■ The records
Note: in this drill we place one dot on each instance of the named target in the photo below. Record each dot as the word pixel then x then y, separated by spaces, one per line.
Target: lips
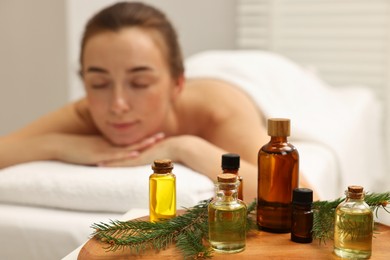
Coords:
pixel 122 125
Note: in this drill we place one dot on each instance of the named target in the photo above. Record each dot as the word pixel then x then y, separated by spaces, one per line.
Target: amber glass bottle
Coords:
pixel 278 166
pixel 231 164
pixel 162 191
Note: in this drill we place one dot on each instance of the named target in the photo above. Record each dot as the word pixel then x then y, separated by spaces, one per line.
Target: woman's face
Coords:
pixel 128 84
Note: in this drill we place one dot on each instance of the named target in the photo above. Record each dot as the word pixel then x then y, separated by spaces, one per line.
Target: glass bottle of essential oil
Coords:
pixel 278 166
pixel 227 217
pixel 162 191
pixel 231 164
pixel 353 226
pixel 302 216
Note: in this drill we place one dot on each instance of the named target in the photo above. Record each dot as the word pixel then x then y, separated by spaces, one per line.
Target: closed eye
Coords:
pixel 100 86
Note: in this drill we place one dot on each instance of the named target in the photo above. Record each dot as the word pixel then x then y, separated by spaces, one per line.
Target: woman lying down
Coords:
pixel 139 107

■ Set problem
Pictures stay out of the copy; please restate every record above exactly.

■ Solution below
Note: in this drill we place one dot on each instance of the named target in the photo below. Record each dot as the word pixel then x then y, separated by spaces, one per line.
Target: lips
Coords:
pixel 122 125
Note: in this drill we place one dot on each instance of the named target in the photo above. Record each dot as the word pixel then x then y, separated by spaces, one per line.
Target: amber glass bottle
Coords:
pixel 278 166
pixel 231 164
pixel 162 191
Note: in this drill we place one dot on each instance of the named target in the photo above. Record each dot as the word pixel then x then y, separated by spaces, one per line.
Target: woman's face
Coords:
pixel 128 84
Note: in this drill we place one dot on each instance of the named target in the photo above. Record each dot as the word pixel then x then y, separated by spaces, one per line.
Target: glass bottle of essential oil
Coords:
pixel 278 166
pixel 227 217
pixel 162 191
pixel 231 164
pixel 353 226
pixel 302 216
Note: in this drill we place one dot on each instance of the named target in the photo above. Record each dot as the word pixel then x then y, separated by spaces, one per line.
Target: closed eye
Coords:
pixel 100 86
Note: in this drill we place one dot on each instance of the named target in the photo above. Record each dot as the word pixel then x then y, separated by spaces, one per line.
Target: woman lying down
Coords:
pixel 139 107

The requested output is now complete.